=== The task ===
Write the records out again. Match them exactly.

━━━━━━━━

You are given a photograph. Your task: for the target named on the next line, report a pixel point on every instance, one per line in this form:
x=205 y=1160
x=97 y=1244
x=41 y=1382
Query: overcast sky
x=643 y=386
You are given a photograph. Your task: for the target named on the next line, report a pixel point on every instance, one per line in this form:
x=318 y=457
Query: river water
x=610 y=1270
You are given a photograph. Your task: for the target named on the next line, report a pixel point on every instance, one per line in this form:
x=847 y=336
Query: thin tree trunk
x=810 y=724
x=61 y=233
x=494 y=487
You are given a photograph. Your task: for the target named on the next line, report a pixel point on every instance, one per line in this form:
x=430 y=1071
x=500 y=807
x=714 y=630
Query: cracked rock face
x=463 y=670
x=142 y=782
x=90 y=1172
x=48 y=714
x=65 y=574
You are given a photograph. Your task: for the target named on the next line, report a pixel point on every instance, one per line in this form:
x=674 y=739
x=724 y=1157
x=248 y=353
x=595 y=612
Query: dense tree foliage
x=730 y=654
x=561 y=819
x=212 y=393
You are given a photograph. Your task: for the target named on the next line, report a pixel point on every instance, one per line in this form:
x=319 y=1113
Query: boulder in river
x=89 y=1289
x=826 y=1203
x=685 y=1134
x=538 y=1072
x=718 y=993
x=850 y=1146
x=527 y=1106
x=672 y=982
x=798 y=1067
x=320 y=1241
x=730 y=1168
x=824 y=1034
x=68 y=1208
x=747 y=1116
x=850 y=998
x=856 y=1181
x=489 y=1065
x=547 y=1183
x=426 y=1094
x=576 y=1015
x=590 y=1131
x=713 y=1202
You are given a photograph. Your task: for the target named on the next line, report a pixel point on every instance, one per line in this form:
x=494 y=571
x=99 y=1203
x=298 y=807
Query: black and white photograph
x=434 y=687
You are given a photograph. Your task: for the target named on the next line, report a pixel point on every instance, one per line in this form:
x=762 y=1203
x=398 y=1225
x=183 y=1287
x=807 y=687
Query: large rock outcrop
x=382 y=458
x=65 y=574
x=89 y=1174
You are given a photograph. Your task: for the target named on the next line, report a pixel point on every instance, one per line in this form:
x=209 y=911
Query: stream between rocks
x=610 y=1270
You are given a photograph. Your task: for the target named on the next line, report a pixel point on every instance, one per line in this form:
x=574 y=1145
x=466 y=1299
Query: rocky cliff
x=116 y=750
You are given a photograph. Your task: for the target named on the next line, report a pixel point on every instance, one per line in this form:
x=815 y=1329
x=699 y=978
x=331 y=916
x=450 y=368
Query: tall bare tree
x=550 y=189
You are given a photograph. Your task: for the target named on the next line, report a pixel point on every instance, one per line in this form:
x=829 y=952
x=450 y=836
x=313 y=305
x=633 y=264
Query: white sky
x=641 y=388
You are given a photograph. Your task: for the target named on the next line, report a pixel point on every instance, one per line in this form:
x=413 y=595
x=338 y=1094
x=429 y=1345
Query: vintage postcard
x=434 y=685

━━━━━━━━

=== Exercise output ===
You are given a photograph. Your task: for the target named on the next line, report a pixel point on every instance, one per line in this form:
x=205 y=1160
x=97 y=1244
x=41 y=1382
Query: overcast sky
x=643 y=386
You are given a photograph. Your task: for the target named on the next line, report a pixel point on every instance, one per line in this form:
x=318 y=457
Query: river water
x=610 y=1270
You are given a photograph. Your task: for the target named on the next line, report a pixel point on every instance, one per line in this form:
x=847 y=336
Query: thin tree trunk
x=810 y=724
x=61 y=233
x=494 y=487
You are given a photograph. Your task: for the target named on the next line, report a pixel point on every instance, one per line in this form:
x=430 y=1071
x=500 y=807
x=714 y=630
Query: cracked rock face
x=463 y=670
x=142 y=782
x=90 y=1172
x=48 y=714
x=65 y=574
You are given a photograph. Your task: for the target named on the next line, report a pixel point on every instance, one per line in this form:
x=674 y=739
x=724 y=1157
x=248 y=353
x=595 y=612
Query: dense tree foliage
x=730 y=654
x=561 y=819
x=212 y=393
You are given a photograph. Your task: for the target named on the next line, report a pixel point on every instance, one per line in this form:
x=319 y=1113
Query: boulder in river
x=89 y=1289
x=826 y=1203
x=685 y=1134
x=538 y=1072
x=718 y=993
x=850 y=1146
x=527 y=1106
x=672 y=982
x=798 y=1067
x=320 y=1241
x=730 y=1168
x=824 y=1034
x=68 y=1208
x=747 y=1116
x=850 y=998
x=856 y=1181
x=489 y=1065
x=547 y=1183
x=426 y=1094
x=576 y=1015
x=590 y=1131
x=713 y=1202
You are given a photograph. Your task: for the target named on the next line, report a pixel point on every instance, one per line in this form:
x=494 y=571
x=99 y=1203
x=298 y=807
Query: black and white photograph
x=434 y=687
You are given a photograph. Your task: for the target named on the next line, report a pixel point on every instance, one per line in this form:
x=762 y=1203
x=398 y=1225
x=183 y=1287
x=807 y=687
Query: large rock outcrop
x=382 y=458
x=65 y=574
x=89 y=1174
You are given a photograph. Your task: for the target named on the next line, report a pixel point on every instance, one per line in this form:
x=209 y=911
Query: stream between rocks
x=610 y=1270
You are given a photograph. Your task: for the target named on the next line, report a pixel point on every instance, one per line in this form:
x=574 y=1145
x=466 y=1299
Query: rocky cliff
x=116 y=750
You are given a photograph. Your task: for the target named on the next line, report a pixel point on every instance, one per line in this form:
x=815 y=1329
x=699 y=978
x=331 y=916
x=450 y=368
Query: tall bare tree
x=550 y=189
You are given a photograph. Your task: for the target named on the next line, report a pixel point on every instance, one per line in this form:
x=829 y=952
x=450 y=836
x=313 y=305
x=633 y=264
Query: white sky
x=641 y=388
You are given a photograph. Your task: for the target named on the next line, report a pixel point on every instance, one per line in this form:
x=413 y=595
x=338 y=1094
x=429 y=1345
Query: vintage postcard
x=434 y=685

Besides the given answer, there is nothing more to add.